What you have to do -> Locate every line in the data below that contains the string "teal" and copy each of those lines. Uppercase and lowercase letters count as different.

Data entries ->
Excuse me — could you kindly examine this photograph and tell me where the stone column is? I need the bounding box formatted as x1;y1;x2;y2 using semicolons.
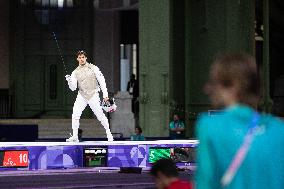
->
110;91;135;137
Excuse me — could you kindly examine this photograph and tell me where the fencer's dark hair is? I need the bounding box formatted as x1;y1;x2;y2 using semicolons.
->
76;50;87;57
135;126;142;133
150;158;178;177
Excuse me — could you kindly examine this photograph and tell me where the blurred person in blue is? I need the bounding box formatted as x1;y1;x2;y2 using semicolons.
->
130;126;145;141
196;53;284;189
170;114;185;139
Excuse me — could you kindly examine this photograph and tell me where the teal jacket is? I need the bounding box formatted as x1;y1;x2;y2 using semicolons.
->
196;105;284;189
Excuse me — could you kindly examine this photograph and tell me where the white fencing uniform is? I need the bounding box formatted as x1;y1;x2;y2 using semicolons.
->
66;62;113;141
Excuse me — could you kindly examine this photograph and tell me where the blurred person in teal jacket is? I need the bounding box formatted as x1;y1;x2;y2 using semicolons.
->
196;54;284;189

Exercise answer ->
Excuse me — could you kindly examine this photograph and tell me where the teal jacket is? I need the bounding box formatted as x1;y1;x2;y2 using semicolons.
Excuse me — could you kindly examine this photograph and tell me where the blurred person in teal jacket is? I need the bounding box formatted as x1;y1;x2;y2 using semicolons.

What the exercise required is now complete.